*Job A*
Copy the part of the post on Wolfean theologies that starts with "On Thu, Feb" and runs through "stuff too much.".

*Text passage*
(urth) Wolfean theologies

John Watkins john.watkins04 at gmail.com
Thu Feb 5 08:15:54 PST 2009


On Thu, Feb 5, 2009 at 10:28 AM, David Stockhoff <dstockhoff at verizon.net>wrote:

> That's a very interesting and useful analysis of Frodo---not just the
> correspondences, which are easy enough to create/find/project/whatever, but
> the construction of the orthodox or doctrinaire Christ (let's just call him
> the OTC, or One True Christ, and assume we are talking about the Catholic
> one). ....Thanks, John, this is really useful! For Silk as well, as you
> suggest.
>
Thanks!  I think about this stuff too much.



>
>
> As you say, even this momentary experience of divinity could have huge and
> problematic implications as far as the Increate's implied approval of
> Severian, his puppetmasters, his crimes, etc. And the stronger the
> connection, the bigger the problem. I wouldn't want to bring all that in on
> the strength of this single passage.
>
> Yes.  I've written before that while I find the general critiques others
have written of the Hierowhatevers and their motives compelling, I also keep
coming back to the notion, which is more fully developed in Long Sun, of
evil pretending to be good and advancing the goals of good.  Pas is
Typhon--he's a false god, briefly plays the role of the Devil in the New Sun
and then has a return appearance as Pontius Pilate--pretty much as obviously
a Bad Guy as anyone in the entire cycle.  But Pas pretends to be a good
guy--the creator-god and god most worthy of worship, and the Outsider's
plans in the Long Sun series, anyway, dovetail almost entirely with the Plan
of Pas.  Likewise Quetzal is a vampiric inhumu pretending to be a kindly,
well-respected religious leader, but aside from his habit of feeding on
children, most of his actions aid the cause of good, and even his final act
of "betrayal" may--*may*--have served the plans of the One True God anyway.

*Exercise material*
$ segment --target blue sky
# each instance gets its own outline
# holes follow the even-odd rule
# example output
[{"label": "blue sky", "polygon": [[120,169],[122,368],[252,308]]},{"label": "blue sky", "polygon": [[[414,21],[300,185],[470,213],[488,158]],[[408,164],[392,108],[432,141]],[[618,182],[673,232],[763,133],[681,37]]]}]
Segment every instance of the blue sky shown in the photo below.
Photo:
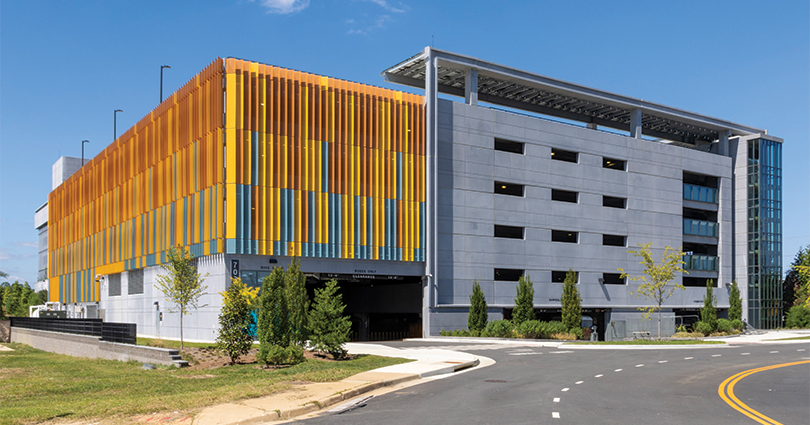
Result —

--

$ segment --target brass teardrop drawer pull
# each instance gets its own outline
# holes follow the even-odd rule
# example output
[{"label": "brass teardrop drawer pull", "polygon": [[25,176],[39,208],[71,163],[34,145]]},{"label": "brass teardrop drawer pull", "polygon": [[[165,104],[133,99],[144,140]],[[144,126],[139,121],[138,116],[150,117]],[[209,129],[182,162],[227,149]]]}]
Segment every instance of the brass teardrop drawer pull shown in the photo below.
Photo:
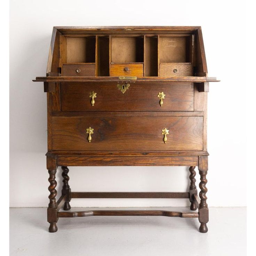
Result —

*Job B*
Return every line of the entries that contains the word "instance", matching its case.

*Final result A*
On Thu, Feb 5, 2009 at 10:28 AM, David Stockhoff <dstockhoff at verizon.net>wrote:

> That's a very interesting and useful analysis of Frodo---not just the
> correspondences, which are easy enough to create/find/project/whatever, but
> the construction of the orthodox or doctrinaire Christ (let's just call him
> the OTC, or One True Christ, and assume we are talking about the Catholic
> one). ....Thanks, John, this is really useful! For Silk as well, as you
> suggest.
>
Thanks!  I think about this stuff too much.

*Final result B*
# each instance gets its own outline
Segment every instance of the blue sky shown in the photo below.
# each instance gets its own outline
Segment every instance of the brass teardrop drawer pull shown in the photo below.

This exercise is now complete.